#### EXERCISE TASK:
Repeat the listing in full, preserving every character.

══════════

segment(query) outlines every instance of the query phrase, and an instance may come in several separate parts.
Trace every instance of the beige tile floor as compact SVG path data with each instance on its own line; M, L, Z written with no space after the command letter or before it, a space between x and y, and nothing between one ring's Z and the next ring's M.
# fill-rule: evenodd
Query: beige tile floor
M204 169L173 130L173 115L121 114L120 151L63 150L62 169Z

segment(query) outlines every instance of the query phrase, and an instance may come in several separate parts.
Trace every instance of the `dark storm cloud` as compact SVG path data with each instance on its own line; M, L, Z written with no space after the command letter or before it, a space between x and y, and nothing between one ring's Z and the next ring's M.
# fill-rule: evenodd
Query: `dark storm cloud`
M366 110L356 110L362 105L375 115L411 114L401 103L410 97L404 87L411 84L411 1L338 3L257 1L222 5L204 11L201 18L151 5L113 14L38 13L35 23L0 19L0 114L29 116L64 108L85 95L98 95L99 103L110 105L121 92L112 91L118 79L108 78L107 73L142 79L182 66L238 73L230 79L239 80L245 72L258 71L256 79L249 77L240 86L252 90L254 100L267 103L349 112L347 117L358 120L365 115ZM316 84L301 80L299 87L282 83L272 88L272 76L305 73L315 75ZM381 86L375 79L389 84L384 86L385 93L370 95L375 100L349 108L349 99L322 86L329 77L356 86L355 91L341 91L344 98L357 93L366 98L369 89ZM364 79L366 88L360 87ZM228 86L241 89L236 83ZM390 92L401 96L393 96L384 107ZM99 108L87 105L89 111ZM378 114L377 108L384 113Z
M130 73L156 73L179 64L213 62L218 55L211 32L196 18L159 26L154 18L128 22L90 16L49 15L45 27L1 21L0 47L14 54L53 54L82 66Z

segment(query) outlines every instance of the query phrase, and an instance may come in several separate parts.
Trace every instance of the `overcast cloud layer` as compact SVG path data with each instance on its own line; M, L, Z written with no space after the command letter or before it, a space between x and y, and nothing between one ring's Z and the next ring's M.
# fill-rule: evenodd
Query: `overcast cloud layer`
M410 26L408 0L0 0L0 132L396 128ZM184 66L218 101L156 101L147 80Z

══════════

#### FINISHED TASK:
segment(query) outlines every instance of the query phrase, and an instance may come in several separate parts.
Trace every instance of the beige tile floor as compact SVG path data with each instance on its own line; M, L, Z written with no space after the command letter or before it, a space between x and y, and nothing between one ring's Z and the next ring's M.
# fill-rule: evenodd
Query: beige tile floor
M204 169L173 130L173 115L121 114L120 151L63 150L62 169Z

segment(query) outlines every instance of the query phrase, and an instance may come in several separate parts.
Trace every instance of the `dark storm cloud` as compact SVG path data with each instance on its own line; M, L, Z written with no space after the command letter or before it, a space between x and y, and nothing between one ring's Z and the next ring's M.
# fill-rule: evenodd
Query: `dark storm cloud`
M366 110L356 110L362 105L375 115L411 114L401 103L410 97L404 87L411 84L411 1L338 3L257 1L222 5L204 11L201 18L151 5L113 14L38 13L35 23L0 19L0 114L29 116L64 108L85 95L98 95L99 103L110 105L121 92L112 91L118 79L108 78L107 73L142 79L182 66L238 73L230 79L239 80L245 72L258 71L256 79L249 77L240 86L252 90L254 100L267 103L349 112L347 117L358 120L365 115ZM316 84L301 80L299 87L282 83L272 88L272 76L305 73L315 75ZM381 86L375 79L389 84L384 86L385 93L370 95L375 100L349 108L349 99L322 86L329 77L356 86L355 91L341 91L344 98L357 93L366 98L369 89ZM364 79L366 88L360 87ZM228 86L241 89L236 83ZM390 92L401 96L393 96L384 107ZM99 108L87 105L89 111ZM378 114L377 108L384 113Z
M130 73L156 73L179 64L213 62L218 55L211 32L196 18L159 26L154 18L128 22L90 16L49 15L45 27L1 21L0 47L14 54L53 54L82 66Z

segment(query) outlines every instance of the query phrase, and an instance may come in several separate parts.
Trace every instance of the `overcast cloud layer` as compact SVG path data with each instance on its own line; M, L, Z written with no space after the command letter or before it, a space between x and y, and nothing between one ring's Z and the next ring's M.
# fill-rule: evenodd
Query: `overcast cloud layer`
M410 26L408 0L0 0L0 132L396 128ZM184 66L218 101L156 101L147 80Z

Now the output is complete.